→ PROMPT
An exact copy of all the data below is required.

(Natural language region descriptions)
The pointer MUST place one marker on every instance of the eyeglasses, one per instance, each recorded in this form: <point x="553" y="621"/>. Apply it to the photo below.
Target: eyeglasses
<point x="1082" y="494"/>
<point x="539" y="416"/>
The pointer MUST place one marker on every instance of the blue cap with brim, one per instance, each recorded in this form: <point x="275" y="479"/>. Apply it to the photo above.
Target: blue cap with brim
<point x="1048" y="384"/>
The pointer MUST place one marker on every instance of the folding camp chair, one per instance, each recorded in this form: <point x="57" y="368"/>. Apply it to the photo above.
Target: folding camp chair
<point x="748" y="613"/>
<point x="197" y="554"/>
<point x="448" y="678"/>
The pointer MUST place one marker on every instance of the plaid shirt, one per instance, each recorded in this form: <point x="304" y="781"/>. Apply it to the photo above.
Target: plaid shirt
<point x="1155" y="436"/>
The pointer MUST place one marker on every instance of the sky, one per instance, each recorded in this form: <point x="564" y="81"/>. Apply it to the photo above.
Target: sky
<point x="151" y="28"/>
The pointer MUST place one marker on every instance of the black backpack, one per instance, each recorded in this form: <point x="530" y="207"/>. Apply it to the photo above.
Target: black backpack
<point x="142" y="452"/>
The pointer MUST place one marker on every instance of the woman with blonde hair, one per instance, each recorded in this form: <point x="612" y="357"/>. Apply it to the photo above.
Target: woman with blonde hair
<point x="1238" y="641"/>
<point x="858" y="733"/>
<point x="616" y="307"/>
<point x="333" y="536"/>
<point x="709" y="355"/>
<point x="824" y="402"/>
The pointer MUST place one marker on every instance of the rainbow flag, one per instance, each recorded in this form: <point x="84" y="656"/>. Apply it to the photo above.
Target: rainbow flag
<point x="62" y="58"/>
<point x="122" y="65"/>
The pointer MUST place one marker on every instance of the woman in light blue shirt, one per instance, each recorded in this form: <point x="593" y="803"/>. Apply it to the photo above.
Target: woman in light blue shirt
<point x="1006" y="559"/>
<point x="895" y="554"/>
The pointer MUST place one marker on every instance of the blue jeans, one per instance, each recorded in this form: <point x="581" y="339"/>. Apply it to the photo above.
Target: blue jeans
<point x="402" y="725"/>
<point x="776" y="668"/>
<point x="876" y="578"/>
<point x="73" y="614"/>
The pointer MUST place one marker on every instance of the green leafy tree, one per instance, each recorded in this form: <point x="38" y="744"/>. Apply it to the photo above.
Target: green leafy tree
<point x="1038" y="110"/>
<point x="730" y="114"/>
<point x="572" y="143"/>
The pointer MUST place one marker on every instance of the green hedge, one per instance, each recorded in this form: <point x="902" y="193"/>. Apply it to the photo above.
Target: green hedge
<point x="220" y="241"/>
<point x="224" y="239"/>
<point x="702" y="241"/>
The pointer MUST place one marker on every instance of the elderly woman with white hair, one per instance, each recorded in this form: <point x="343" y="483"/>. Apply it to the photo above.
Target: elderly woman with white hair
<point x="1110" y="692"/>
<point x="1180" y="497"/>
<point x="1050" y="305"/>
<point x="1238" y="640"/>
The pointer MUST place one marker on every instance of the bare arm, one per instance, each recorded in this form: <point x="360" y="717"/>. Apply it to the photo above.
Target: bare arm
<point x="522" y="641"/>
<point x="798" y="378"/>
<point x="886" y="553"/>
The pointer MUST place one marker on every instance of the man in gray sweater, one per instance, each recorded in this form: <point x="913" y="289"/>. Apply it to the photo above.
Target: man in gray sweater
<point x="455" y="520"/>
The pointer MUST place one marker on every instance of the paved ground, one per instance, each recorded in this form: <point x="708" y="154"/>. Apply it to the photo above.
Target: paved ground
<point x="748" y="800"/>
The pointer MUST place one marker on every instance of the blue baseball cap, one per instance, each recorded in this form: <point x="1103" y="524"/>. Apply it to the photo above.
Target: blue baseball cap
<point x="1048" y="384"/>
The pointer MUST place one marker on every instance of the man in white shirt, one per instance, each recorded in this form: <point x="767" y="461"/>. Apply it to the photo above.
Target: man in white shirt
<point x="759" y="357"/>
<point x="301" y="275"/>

→ RESULT FOR THIS TASK
The pointer MUST place one marker on every instance of the eyeglasses, one per instance, each recorded in this form: <point x="553" y="621"/>. Apply it to the photo below.
Target: eyeglasses
<point x="1082" y="494"/>
<point x="539" y="416"/>
The pointer MUST place one marker on every instance of the blue cap with brim, one per instance, each recorded in this form: <point x="275" y="479"/>. Apply it to the photo above.
Target: blue cap with brim
<point x="1048" y="384"/>
The pointer MUST place one marker on every instance of the folding camp chair, one per instance, each recorded in this form: <point x="57" y="368"/>. Apply it to the photo above.
Target: folding camp chair
<point x="748" y="613"/>
<point x="197" y="554"/>
<point x="448" y="678"/>
The pointer MUST place one marker on every instance of the plaid shirt, one per instance, each recorded in this form: <point x="304" y="781"/>. Apply it to the photo above.
Target: plaid shirt
<point x="1155" y="436"/>
The pointer MUST place one marker on every instance of the sky, one per instance, each recorded in this form: <point x="564" y="81"/>. Apply it to the photo above.
Target: sky
<point x="151" y="28"/>
The pointer MUST place one marker on every instance of the black backpack, one per instance, each recorded in this form: <point x="530" y="207"/>. Apply it to the photo above.
Target: black backpack
<point x="142" y="452"/>
The pointer MUST place one marker on every instance of the woman with blonde hair, one per instance, each recorded in this form: <point x="612" y="357"/>. Apply it to the photo above.
Target: woman with blonde hair
<point x="1238" y="641"/>
<point x="858" y="733"/>
<point x="616" y="307"/>
<point x="333" y="536"/>
<point x="709" y="355"/>
<point x="824" y="402"/>
The pointer MUST place one marker on every instance of the rainbow flag, one per instance, each recorded in this form: <point x="84" y="656"/>. Apply it to the photo above.
Target: rainbow flag
<point x="62" y="58"/>
<point x="122" y="65"/>
The pointer MUST place one marker on every instance of the woman in light blue shirt, one per instance, each recorded in this form: <point x="593" y="803"/>. Apply it to the photo above.
Target: woman in light blue shirt
<point x="1006" y="559"/>
<point x="895" y="554"/>
The pointer MUST place one marker on every instance of the blue jeans, one per instance, each recorded in this form: <point x="581" y="339"/>. Apply it to the photo above.
Target: blue jeans
<point x="402" y="725"/>
<point x="776" y="668"/>
<point x="876" y="578"/>
<point x="73" y="614"/>
The pointer MUST place one marker on every instance of the green leafy tree, one per instance, each recorded in this form: <point x="38" y="744"/>. Apply it to the photo above.
Target: green leafy tree
<point x="1038" y="110"/>
<point x="730" y="114"/>
<point x="572" y="143"/>
The pointer MUST place one marker on every instance of the green hedge, one per instance, each recorded in this form: <point x="902" y="193"/>. Apply it to the photo above.
Target: green hedge
<point x="220" y="241"/>
<point x="224" y="239"/>
<point x="702" y="241"/>
The pointer MUST place one marker on every instance of the elderly woman with white hair, one per instance, each recorded in this form: <point x="343" y="483"/>. Apply it to the photo above.
Target: elderly woman with white hair
<point x="1110" y="692"/>
<point x="1180" y="497"/>
<point x="1050" y="305"/>
<point x="1238" y="640"/>
The pointer MUST place one marker on every instance of the bare arm, one per instance, each recorded in this form: <point x="360" y="717"/>. Apply it to the photo above.
Target: bare arm
<point x="522" y="641"/>
<point x="798" y="378"/>
<point x="886" y="553"/>
The pointer MUST place one marker on every instance of the man in gray sweater, one per instance, each recorded in this form: <point x="913" y="289"/>. Apply it to the photo above.
Target: man in gray sweater
<point x="455" y="520"/>
The pointer MUST place one marker on every instance of the paved ground, one per instance, each recorded in this form: <point x="708" y="154"/>. Apply it to the photo above.
Target: paved ground
<point x="748" y="800"/>
The pointer MUST place one marker on every instance of the blue baseball cap, one per instance, each recorded in this form: <point x="1103" y="524"/>. Apply it to the photo above.
Target: blue baseball cap
<point x="1048" y="384"/>
The pointer MUST place one marker on every instance of the man in white shirt, one per instance, each recorded in this form: <point x="767" y="461"/>. Apply it to the photo above.
Target: man in white shirt
<point x="759" y="357"/>
<point x="301" y="275"/>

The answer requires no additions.